Given text:
[Start of Attachment]

I’m going to go through holdings first and then talk about performance because understanding fund holdings helps better understand performance. Also, when you’re talking about targeted exposures like UFO and ARKX, thematic purity should be as important to investors as style purity is to asset allocators. First, the overlap names. There are a few traditional Aerospace & Defense names like Airbus AE (AIR-FR), Lockheed Martin (LMT-US), L3Harris (LHX-US), Honeywell International (HON-US), and Thales SA (HO-FR), GPS-focused companies like Garmin (GRMN-US), and Trimble (TRMB-US), and what I would consider to be pure-play names like Iridium Communications (IRDM-US), and RocketLab USA (RKLB-US).
The rest of UFO’s portfolio looks like what I would expect to see and includes a couple more traditional Aerospace names and an expanded assortment of satellite operators like Visat (VSAT-US). There are also some interesting names like moon surveyor Ispace Inc (9348-JP) and earth data provider Planet Labs (PL-US). Despite having the opportunity to pad the portfolio with names that might improve both the liquidity profile and expected returns of the fund, Procure does a great job sticking to the mission of providing exposure to the emerging space economy.
In reviewing ARKX’s remaining holdings, I see a number of names that make sense, like Mynaric Ag (MYNA-US) and even Deere & Co (DE). Where I start to scratch my head is when I see names like 3D System Corp (DDD-US), which, while a 100% 3D printing-focused company makes half of its money from medical devices and the other half from industrial applications including not just aerospace & defense, but also automotive, jewelry, motorsports, semiconductor, service bureaus, and turbomachinery. Also in the 3D printing space is ARKX’s allocation to PRNT, ARK Invest’s 3D printing ETF. Looking through that fund, there is some overlap with ARKX, like 3D Systems Corp (DDD), Markforged Holdings (MKFG-US), and Velo 3D (VLD-US) but there are also names that don’t seem to fit in a 3D printing exposure let alone a Space Economy allocation, like United Parcel Service (UPS-US), and Eastman Kodak (EMN-US). Turning back to ARKX, where I really get confused is when I run into Amazon (AMZN-US), Alphabet (GOOG-US), and Palantir (PLTR-US). Now, I’m not saying these names are bad investments but I just don’t see how they tie into a targeted exposure to the space economy.
By The Numbers?
It seems like the two numbers many ETF investors are most interested in are recent returns and the fund’s assets under management (AUM). Some will look at the bid/ask spread. The first group is looking for bigger numbers and the second, for smaller numbers. I’ll talk about AUM and returns now and save the liquidity discussion for another time.
ARKX has $241 million and UFO, despite the first-mover advantage, sits at $33 million. YTD returns as of April 8, 2024, show that ARKX is down 3.83% and UFO is down 13.29%. Given the YTD returns for PLTR (33.95%), AMZN (21.88%), and GOOG (10.79%) the return difference makes more sense given that both funds purport to invest in the Space Economy, but it seems like only one may be actually delivering that exposure.
It is reasonable for investors to get the exposure they are expecting, especially when they are investing in thematic or other targeted exposure products. As with the case here where the sector is underperforming the broad market it is tempting to go with the higher-returning product, but it will pay to do some research before dropping that ticket to make sure you’re getting the exposure you want. In this case, despite the lower AUM and worse YTD returns, if exposure to the space economy is what you’re looking for, then UFO will get you there, maybe in even under 12 parsecs.
The views and opinions expressed herein are the views and opinions of the author and do not necessarily reflect those of Nasdaq, Inc.

[End of Attachment]

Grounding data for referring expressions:
[Start of Attachment]

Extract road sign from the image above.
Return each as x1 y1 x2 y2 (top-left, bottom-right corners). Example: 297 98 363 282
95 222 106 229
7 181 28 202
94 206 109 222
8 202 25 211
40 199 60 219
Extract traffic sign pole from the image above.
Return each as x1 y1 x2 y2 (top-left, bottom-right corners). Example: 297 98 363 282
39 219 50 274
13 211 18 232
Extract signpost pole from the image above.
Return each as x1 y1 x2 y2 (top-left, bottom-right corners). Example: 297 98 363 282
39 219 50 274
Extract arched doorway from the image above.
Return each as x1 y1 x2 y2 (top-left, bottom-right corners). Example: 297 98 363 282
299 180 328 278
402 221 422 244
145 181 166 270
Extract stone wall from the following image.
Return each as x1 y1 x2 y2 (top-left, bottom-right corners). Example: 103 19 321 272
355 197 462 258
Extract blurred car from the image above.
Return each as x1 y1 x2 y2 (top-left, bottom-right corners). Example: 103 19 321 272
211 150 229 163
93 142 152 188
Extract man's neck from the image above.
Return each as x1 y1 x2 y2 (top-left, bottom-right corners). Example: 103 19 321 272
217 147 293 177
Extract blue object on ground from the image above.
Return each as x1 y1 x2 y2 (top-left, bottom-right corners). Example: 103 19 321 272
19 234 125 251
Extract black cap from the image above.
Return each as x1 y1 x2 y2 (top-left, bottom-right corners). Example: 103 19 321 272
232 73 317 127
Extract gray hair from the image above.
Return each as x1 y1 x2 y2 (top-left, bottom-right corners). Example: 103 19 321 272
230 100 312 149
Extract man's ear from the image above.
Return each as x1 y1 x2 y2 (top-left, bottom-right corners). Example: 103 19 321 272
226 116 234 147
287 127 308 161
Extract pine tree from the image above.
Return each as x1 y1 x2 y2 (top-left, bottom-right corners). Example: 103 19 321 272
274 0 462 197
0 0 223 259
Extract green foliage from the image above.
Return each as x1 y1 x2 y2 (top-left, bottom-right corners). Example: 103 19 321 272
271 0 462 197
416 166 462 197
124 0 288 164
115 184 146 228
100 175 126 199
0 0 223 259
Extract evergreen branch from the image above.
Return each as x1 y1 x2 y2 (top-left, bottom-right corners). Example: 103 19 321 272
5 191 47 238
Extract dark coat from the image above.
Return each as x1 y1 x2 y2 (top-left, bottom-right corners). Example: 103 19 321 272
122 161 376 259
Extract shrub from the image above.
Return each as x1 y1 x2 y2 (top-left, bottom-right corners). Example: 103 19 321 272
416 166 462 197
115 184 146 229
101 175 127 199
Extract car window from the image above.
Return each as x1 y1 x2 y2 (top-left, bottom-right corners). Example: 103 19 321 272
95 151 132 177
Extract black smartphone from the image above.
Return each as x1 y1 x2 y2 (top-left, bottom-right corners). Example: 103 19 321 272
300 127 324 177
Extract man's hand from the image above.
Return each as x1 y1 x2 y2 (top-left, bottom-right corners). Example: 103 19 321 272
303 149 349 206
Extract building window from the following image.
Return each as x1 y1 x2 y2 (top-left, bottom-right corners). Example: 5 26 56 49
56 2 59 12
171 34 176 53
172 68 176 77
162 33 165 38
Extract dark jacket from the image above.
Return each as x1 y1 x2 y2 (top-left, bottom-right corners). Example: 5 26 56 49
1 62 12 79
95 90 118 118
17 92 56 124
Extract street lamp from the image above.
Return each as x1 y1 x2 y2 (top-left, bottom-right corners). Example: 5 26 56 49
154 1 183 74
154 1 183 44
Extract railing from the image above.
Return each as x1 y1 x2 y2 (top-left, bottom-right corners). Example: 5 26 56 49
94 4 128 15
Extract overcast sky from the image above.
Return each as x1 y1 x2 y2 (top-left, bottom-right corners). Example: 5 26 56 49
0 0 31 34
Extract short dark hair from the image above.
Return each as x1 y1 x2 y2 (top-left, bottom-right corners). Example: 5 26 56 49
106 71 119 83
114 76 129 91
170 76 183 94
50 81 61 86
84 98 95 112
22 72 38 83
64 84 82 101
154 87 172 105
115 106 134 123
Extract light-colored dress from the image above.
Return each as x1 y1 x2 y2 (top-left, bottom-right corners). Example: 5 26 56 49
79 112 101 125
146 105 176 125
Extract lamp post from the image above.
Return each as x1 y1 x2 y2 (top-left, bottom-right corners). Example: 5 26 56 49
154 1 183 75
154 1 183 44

[End of Attachment]

Activity list:
[A] Please quote the space ETF comparison word for word, starting at "I’m going to" and ending after "RocketLab USA (RKLB-US).".
[B] List the traditional Aerospace & Defense companies that the space ETF comparison names among the holdings shared by the two funds.
[C] Answer these from the space ETF comparison:
(i) How much does ARKX have in assets under management?
(ii) What was UFO's YTD return as of April 8, 2024?
(iii) Which ARK Invest ETF does ARKX have an allocation to?

Task answers:
[A]
I’m going to go through holdings first and then talk about performance because understanding fund holdings helps better understand performance. Also, when you’re talking about targeted exposures like UFO and ARKX, thematic purity should be as important to investors as style purity is to asset allocators. First, the overlap names. There are a few traditional Aerospace & Defense names like Airbus AE (AIR-FR), Lockheed Martin (LMT-US), L3Harris (LHX-US), Honeywell International (HON-US), and Thales SA (HO-FR), GPS-focused companies like Garmin (GRMN-US), and Trimble (TRMB-US), and what I would consider to be pure-play names like Iridium Communications (IRDM-US), and RocketLab USA (RKLB-US).

[B]
Airbus AE (AIR-FR)
Lockheed Martin (LMT-US)
L3Harris (LHX-US)
Honeywell International (HON-US)
Thales SA (HO-FR)

[C]
(i) $241 million
(ii) Down 13.29%
(iii) PRNT, ARK Invest's 3D printing ETF